**Work to do**
Please copy exactly the lines that begin with the one containing "For each instance of the wooden base" and end with the last line of the entries.
— BEGIN Data for the task —
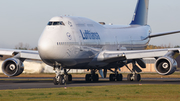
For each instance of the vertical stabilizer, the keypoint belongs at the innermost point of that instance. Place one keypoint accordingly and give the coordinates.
(141, 13)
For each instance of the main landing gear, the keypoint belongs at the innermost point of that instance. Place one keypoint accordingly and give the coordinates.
(61, 78)
(92, 77)
(133, 76)
(115, 76)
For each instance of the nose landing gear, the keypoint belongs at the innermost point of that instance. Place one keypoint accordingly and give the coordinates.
(61, 77)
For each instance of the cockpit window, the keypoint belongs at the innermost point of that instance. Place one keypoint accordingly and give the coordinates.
(55, 23)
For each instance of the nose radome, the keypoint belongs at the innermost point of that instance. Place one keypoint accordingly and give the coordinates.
(45, 47)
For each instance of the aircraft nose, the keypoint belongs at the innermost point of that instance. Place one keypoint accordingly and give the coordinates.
(45, 47)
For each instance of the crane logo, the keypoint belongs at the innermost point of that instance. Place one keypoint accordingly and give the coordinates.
(69, 35)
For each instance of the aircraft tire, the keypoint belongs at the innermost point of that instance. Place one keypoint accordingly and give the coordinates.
(119, 77)
(95, 77)
(61, 80)
(137, 77)
(111, 77)
(88, 77)
(129, 77)
(55, 81)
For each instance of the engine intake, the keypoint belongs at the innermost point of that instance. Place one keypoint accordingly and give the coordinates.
(165, 65)
(12, 67)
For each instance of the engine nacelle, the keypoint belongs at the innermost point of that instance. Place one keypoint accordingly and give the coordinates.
(165, 65)
(12, 67)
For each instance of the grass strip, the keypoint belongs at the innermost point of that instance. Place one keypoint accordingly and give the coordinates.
(96, 93)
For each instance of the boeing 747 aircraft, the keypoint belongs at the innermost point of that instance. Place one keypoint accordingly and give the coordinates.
(70, 42)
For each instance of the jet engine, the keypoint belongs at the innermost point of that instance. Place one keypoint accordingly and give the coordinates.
(165, 65)
(12, 67)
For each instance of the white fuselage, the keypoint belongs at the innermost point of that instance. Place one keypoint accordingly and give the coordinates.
(75, 41)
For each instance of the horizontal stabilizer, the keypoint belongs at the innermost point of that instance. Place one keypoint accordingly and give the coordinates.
(164, 33)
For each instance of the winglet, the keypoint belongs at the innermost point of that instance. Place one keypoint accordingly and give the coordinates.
(141, 13)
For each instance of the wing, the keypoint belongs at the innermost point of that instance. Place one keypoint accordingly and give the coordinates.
(163, 33)
(136, 54)
(26, 54)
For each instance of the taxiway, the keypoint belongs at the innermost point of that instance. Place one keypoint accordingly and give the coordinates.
(43, 82)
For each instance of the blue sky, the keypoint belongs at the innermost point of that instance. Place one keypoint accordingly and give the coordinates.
(24, 20)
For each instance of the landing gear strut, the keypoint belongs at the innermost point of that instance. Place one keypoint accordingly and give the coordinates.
(115, 76)
(61, 78)
(133, 76)
(92, 77)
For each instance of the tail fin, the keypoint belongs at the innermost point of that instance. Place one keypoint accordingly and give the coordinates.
(141, 13)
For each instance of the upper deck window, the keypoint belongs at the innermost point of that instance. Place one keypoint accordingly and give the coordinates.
(55, 23)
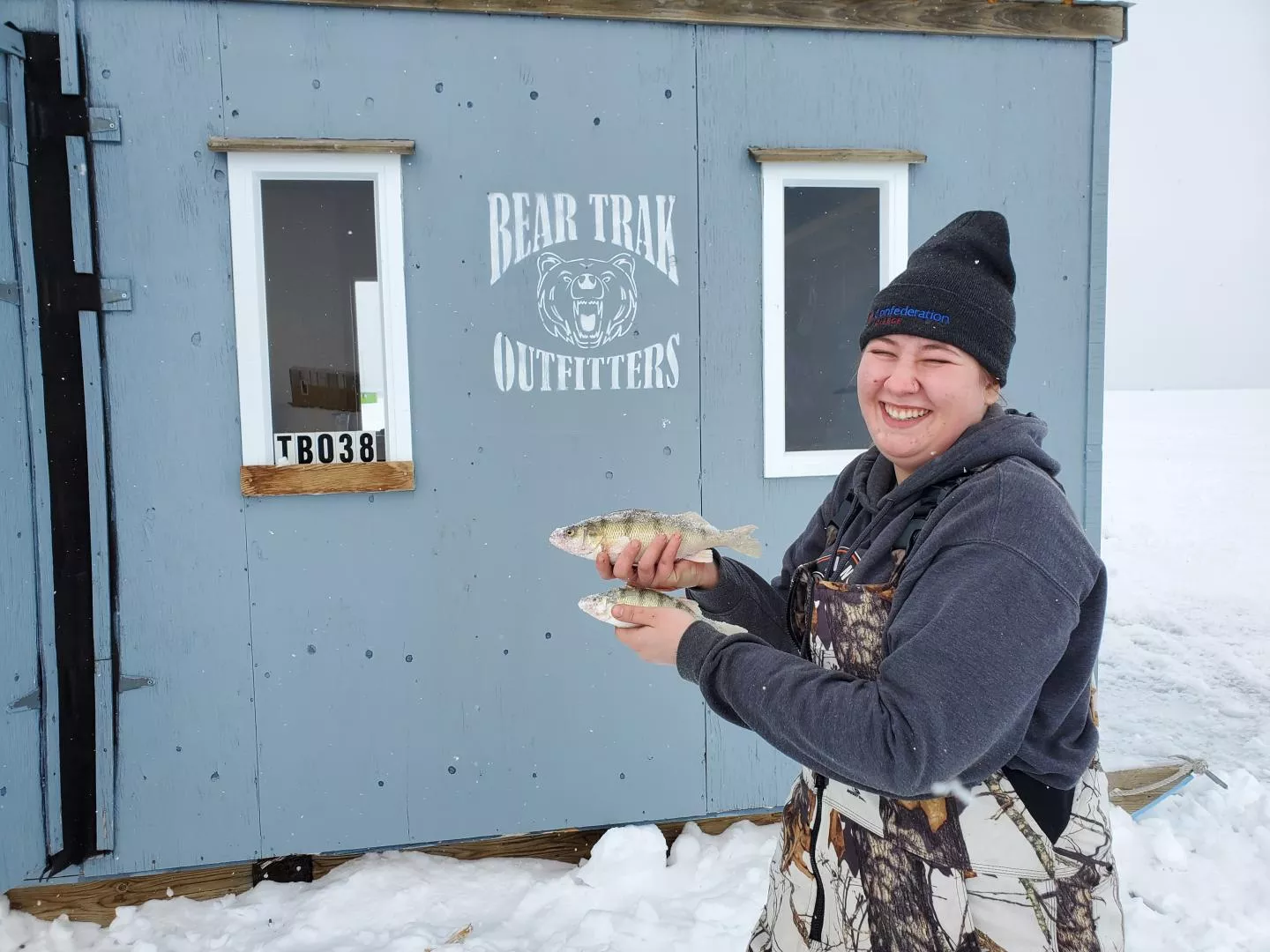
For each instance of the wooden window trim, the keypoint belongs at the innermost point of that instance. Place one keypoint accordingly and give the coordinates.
(365, 146)
(836, 155)
(318, 479)
(1019, 19)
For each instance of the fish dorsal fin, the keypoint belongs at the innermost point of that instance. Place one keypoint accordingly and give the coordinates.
(696, 521)
(687, 605)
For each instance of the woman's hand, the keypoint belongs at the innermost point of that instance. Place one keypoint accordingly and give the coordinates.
(657, 634)
(660, 566)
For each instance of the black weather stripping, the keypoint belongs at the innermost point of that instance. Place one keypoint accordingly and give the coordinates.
(63, 294)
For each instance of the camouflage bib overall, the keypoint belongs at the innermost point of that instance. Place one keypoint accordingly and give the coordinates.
(860, 873)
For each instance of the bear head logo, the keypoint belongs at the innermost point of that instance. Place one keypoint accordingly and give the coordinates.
(587, 301)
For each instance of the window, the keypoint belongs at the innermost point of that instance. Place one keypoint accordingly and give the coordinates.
(834, 233)
(319, 296)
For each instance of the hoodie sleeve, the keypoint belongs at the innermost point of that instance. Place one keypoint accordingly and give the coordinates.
(747, 599)
(973, 643)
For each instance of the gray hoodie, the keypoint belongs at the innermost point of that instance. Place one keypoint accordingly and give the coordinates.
(992, 639)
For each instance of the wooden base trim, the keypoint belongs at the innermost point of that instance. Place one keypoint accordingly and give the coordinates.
(836, 155)
(95, 902)
(1022, 19)
(225, 144)
(315, 479)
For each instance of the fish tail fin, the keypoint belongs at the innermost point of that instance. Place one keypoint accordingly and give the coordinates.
(743, 541)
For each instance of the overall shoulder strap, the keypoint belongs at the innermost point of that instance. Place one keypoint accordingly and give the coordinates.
(926, 504)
— END Data for the task —
**Task result**
For each instance of the wooden base trim, the keypoint belongs at the innermost point of that instance. Place one keypoint accordingly and give the coordinates.
(836, 155)
(95, 902)
(1022, 19)
(225, 144)
(315, 479)
For each instance of the fish tail fin, the keypoint belongs at the innermost point of that instance. Place one keypoint accordingly and give the coordinates.
(743, 541)
For each instance of the overall shoulder strap, the keypoint belongs at the innermost point of that instance. Place one keypoint accordingly and give the coordinates.
(926, 504)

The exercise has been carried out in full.